------ Texto de leitura

A milenar capital do Reino Unido se prepara para receber as Olimpíadas em Julho. Será uma oportunidade para dirimir qualquer dúvida de que ela é, de fato, a capital do mundo. Londres não tem a imponência dos arranha-céus de Manhattan, nem a grandiosidade dos monumentos e edifícios da área central de Paris, muito menos o impacto das antiguidades a céu aberto de Roma, mas carrega consigo características que a tornam única no planeta. Cidade com maior quantidade de ligações internacionais do globo, centro financeiro da Europa, abrigo para mais de cem línguas falada em suas ruas, Londres é o mais cosmopolita centro urbano da Terra.
Muitos podem achar que esse título seria de Nova York, sem dúvida uma candidata à altura, por ser a maior cidade da maior economia do planeta. Mas, por incrível que pareça, Londres traz consigo mais diversidade que sua prima americana. Lá encontram-se africanos, muitos provenientes de ex-colônias britânicas, em quantidade bem maior que na América, e muçulmanos do oriente e do Magreb, em número impensável nos Estados Unidos. Me lembro de ter visto mais mulheres usando burka em Londres do que em Istambul. Indianos, chineses, japoneses, outros asiáticos, europeus e latinos poderão ser vistos em ambas metrópoles, e no agregado a capital britânica é mais diversa.

------------
------ Linhas fornecidas

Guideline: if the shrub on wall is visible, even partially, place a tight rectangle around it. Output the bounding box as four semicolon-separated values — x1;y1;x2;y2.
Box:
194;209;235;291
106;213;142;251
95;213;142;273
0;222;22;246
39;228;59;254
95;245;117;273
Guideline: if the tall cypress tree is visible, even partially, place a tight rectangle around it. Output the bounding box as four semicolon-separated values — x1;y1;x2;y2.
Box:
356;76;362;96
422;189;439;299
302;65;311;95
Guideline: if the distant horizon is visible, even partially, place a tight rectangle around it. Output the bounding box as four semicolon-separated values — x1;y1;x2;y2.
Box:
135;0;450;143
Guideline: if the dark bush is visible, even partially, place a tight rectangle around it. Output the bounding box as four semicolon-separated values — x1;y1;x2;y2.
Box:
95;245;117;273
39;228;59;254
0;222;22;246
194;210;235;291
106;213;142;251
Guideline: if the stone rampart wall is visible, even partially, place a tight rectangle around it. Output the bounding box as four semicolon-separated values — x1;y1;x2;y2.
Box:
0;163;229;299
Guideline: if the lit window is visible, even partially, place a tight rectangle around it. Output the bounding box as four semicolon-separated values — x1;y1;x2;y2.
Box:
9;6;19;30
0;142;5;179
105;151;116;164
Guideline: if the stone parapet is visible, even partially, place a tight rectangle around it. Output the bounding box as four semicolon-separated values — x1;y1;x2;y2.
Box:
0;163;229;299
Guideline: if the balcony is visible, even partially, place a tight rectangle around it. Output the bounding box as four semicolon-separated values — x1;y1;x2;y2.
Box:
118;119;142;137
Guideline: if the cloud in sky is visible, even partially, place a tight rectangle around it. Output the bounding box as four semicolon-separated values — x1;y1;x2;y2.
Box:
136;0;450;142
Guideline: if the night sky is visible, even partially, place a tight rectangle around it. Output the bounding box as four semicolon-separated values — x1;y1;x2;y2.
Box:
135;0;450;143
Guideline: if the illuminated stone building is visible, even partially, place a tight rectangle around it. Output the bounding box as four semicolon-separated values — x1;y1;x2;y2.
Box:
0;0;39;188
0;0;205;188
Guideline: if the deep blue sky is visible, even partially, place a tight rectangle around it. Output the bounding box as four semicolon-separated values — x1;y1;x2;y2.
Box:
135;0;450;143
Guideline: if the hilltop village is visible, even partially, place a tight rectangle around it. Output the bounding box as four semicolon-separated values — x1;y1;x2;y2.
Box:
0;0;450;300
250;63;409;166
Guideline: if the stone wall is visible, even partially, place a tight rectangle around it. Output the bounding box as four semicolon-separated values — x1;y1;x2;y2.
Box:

------------

Escreva o que vem depois no texto sobre Londres, seguindo a partir da última frase dele. As linhas não servem para nada aqui.

__Resposta escrita__
Outra nuance cultural também conta a favor de Londres: os britânicos historicamente se envolveram diretamente com todas as regiões do mundo, através do seu antigo Império colonial. Com isso, acostumaram-se a ser uma sociedade com interesse natural por questões externas, ao contrário dos americanos, muito voltados para si. Consequentemente, quando você está em Nova York, respira a big Apple, que se basta. Em contrapartida, quando você está em Londres, respira o mundo. Em que pese o aspecto até provinciano e um tanto antiquado da presença de uma família real e seus tablóides sensacionalistas, em Londres o sujeito se sente conectado com outros sítios. Seus diários e revistas econômicas (Financial Times e The Economist) estão entre os mais influentes do planeta, e não se restringem a comentar apenas notícias caseiras. Transitam com sobriedade e conhecimento por eventos, política e economia de todos os rincões da Terra. São um exemplo da genética cosmopolita da cidade.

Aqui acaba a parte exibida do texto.